## REQUIREMENT
From the Bitpanda excerpt below, list every investor named as taking part in the August 2021 funding round.

+++ EXCERPTED TEXT +++

In early 2021, the company partnered with Visa to introduce a debit card that could be used to pay for goods and services in cryptocurrency or commodities in stores. In April 2021, it received a license for securities trading, allowing investments in fractional shares and ETFs. In another round of funding in August 2021, the company raised $263 million, increasing its valuation to more than $4 billion. In this latest round, Valar Ventures, Alan Howard, and Redo Ventures participated again, along with existing investors LeadBlock Partners and Jump Capital.

=== Cuts, Licensing, and Expansion ===
Due to overly rapid growth with numerous new hires and the 70% decline in Bitcoin's price, Bitpanda laid off 35% of its workforce on June 24, 2022. In July 2021, the company announced it would open an office in Berlin. By the end of the year, Bitpanda received a crypto license from the Federal Financial Supervisory Authority, which not only allows for the custody of cryptocurrencies but also enables proprietary trading with them.

+++ DATASET +++

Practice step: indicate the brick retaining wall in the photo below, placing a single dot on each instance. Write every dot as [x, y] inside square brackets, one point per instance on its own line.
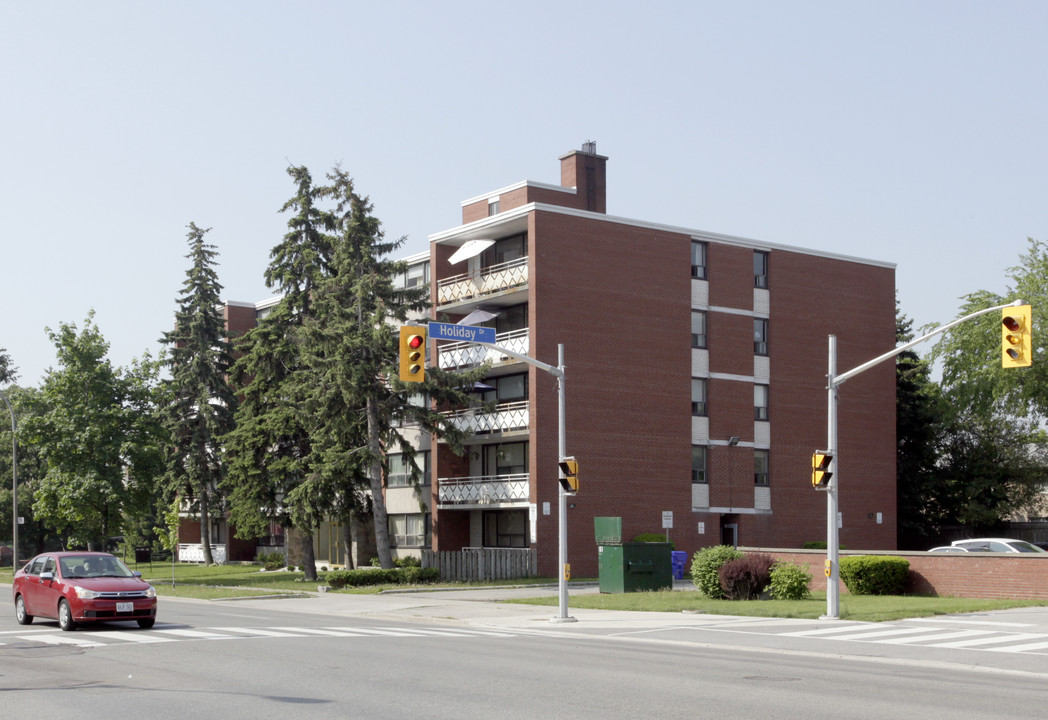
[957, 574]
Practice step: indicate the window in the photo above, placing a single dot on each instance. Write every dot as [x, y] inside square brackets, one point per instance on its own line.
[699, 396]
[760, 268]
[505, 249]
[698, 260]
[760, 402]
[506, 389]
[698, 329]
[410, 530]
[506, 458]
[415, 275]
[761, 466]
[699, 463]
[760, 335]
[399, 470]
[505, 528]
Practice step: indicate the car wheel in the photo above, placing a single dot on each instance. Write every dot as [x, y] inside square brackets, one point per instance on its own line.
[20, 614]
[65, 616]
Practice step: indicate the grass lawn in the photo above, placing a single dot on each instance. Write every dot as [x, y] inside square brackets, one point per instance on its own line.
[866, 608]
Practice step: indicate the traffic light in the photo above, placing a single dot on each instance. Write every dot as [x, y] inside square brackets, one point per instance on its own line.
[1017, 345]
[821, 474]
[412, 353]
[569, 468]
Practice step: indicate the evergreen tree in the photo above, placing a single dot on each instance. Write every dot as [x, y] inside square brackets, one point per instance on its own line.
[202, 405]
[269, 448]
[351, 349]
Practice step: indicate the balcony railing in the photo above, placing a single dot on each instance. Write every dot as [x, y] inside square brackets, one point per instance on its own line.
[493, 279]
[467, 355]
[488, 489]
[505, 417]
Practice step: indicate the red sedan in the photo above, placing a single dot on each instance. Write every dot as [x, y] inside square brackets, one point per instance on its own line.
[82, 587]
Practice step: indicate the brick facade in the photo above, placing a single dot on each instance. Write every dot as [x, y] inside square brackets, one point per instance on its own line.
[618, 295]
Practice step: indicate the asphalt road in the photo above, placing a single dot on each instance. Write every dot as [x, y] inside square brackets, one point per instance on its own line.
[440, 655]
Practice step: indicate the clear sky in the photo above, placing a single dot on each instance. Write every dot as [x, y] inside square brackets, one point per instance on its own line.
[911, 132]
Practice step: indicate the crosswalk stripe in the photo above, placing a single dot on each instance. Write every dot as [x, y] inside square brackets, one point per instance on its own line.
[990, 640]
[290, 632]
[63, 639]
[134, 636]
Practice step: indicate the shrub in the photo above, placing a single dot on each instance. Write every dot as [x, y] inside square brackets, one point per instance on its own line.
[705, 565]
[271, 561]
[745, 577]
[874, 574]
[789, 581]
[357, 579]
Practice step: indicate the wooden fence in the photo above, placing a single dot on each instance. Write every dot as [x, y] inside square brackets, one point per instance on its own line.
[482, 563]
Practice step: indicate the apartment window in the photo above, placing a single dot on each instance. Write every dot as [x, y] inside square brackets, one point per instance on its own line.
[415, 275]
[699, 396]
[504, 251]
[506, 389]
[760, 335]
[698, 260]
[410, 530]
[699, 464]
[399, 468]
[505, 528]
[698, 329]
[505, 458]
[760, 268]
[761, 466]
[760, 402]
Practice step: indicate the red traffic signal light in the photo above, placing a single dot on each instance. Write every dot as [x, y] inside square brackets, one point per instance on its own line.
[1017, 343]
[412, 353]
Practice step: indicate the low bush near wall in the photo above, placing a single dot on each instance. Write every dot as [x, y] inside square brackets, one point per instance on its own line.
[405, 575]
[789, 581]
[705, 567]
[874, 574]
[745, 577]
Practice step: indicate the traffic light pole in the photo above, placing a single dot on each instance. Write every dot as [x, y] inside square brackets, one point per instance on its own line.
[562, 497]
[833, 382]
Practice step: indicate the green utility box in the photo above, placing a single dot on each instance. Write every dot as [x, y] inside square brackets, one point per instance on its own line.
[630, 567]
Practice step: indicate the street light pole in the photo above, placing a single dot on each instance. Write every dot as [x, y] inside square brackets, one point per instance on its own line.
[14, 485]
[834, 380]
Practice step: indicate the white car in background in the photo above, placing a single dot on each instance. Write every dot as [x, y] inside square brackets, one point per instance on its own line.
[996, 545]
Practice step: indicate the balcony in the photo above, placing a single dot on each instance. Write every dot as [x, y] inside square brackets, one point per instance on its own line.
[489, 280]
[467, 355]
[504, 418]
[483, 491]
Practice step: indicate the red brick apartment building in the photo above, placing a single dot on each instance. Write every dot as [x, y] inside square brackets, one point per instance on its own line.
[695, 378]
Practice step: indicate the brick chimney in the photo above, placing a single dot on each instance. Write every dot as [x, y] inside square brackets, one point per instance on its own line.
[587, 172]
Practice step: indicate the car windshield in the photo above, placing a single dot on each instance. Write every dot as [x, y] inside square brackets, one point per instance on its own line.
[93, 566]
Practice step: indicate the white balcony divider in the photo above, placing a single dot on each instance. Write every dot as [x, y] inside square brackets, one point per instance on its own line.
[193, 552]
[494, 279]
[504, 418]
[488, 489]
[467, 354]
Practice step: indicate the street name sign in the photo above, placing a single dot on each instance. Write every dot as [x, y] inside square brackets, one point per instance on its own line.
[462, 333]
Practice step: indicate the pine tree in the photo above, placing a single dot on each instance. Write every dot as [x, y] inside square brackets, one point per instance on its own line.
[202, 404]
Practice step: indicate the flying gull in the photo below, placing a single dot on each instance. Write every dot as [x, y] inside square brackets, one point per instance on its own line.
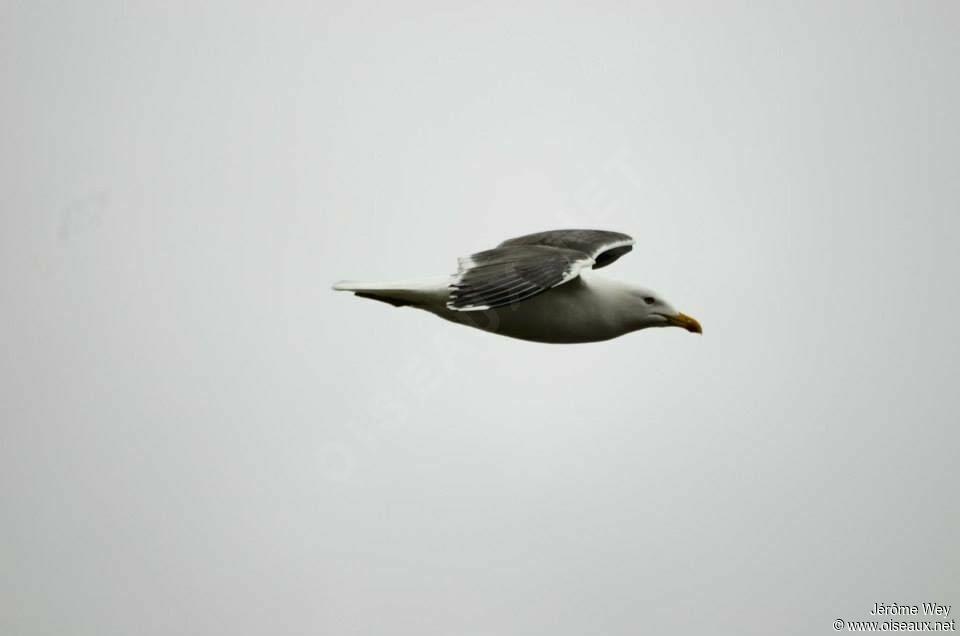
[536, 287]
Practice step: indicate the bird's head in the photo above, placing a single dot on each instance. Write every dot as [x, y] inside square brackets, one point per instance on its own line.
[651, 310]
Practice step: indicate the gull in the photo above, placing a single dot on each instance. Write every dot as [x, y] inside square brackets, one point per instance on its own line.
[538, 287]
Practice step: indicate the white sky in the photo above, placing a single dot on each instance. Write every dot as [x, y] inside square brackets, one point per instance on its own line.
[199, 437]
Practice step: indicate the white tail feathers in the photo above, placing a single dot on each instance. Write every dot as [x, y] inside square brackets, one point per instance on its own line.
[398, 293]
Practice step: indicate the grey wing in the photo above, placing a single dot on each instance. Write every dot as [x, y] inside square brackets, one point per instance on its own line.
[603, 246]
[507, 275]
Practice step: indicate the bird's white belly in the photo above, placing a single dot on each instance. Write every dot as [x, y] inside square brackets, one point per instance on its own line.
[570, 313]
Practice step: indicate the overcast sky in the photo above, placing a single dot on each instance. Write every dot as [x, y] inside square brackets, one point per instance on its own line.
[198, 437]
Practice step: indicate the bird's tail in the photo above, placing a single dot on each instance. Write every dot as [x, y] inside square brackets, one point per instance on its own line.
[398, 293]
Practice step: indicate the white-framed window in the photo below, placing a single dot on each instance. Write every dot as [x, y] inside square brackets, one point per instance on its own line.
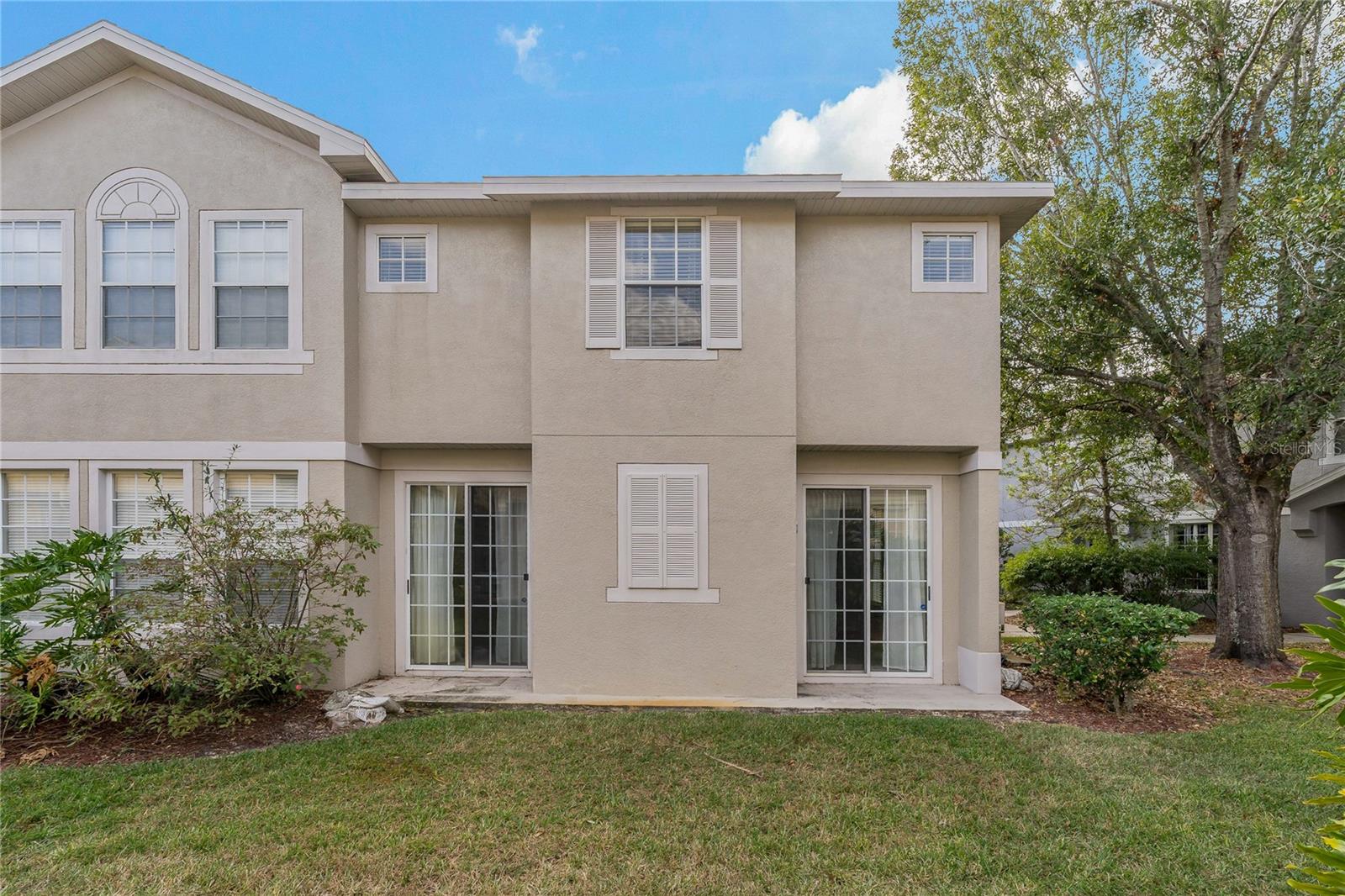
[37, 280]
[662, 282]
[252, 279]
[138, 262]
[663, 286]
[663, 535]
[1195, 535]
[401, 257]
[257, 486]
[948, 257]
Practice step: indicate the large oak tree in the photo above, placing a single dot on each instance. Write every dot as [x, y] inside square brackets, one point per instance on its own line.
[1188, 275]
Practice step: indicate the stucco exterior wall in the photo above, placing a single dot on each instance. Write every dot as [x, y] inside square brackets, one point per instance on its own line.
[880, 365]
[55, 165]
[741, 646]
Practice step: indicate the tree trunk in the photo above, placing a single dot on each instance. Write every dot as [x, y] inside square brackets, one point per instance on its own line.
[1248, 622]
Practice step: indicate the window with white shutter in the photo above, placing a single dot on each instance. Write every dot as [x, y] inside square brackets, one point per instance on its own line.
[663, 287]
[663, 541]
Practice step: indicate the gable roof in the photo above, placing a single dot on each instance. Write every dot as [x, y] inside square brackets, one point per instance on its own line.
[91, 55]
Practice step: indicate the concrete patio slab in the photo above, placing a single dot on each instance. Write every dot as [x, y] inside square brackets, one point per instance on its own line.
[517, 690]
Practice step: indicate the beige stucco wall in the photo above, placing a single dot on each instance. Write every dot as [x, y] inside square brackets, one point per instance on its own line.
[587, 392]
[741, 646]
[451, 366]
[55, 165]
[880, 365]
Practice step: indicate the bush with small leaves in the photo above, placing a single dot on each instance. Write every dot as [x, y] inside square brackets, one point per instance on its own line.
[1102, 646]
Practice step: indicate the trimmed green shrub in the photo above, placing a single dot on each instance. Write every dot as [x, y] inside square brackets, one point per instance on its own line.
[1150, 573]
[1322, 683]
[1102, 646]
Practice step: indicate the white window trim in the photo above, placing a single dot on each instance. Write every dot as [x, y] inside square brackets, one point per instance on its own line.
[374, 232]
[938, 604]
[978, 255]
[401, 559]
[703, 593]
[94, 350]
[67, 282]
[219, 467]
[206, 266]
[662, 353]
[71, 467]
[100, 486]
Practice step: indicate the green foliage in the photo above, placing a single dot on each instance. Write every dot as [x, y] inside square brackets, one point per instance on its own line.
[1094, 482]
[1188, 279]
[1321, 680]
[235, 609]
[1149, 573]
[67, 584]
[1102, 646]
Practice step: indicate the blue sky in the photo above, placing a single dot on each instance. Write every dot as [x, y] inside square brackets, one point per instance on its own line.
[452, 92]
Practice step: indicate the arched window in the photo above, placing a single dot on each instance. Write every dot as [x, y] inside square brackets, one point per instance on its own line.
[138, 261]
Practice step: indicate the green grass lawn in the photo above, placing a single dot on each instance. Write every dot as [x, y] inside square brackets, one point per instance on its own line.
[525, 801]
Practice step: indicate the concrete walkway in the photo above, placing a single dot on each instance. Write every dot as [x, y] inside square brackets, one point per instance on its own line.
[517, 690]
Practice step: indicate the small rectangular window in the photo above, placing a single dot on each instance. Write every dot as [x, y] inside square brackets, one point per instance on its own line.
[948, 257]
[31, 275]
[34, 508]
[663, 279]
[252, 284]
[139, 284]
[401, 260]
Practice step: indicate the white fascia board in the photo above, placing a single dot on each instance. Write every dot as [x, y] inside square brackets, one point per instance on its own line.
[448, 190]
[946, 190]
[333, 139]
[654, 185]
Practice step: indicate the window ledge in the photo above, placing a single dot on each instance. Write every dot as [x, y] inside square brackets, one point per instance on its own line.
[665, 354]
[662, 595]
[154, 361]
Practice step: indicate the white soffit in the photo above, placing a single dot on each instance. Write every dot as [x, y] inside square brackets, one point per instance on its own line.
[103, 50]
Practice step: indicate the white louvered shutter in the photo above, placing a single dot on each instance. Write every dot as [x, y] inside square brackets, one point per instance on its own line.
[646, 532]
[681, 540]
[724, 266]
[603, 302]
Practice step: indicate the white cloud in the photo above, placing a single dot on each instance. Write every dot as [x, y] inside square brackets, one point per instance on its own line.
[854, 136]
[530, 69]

+++

## THE SOLUTION
Valar Ventures, Alan Howard, Redo Ventures, LeadBlock Partners, Jump Capital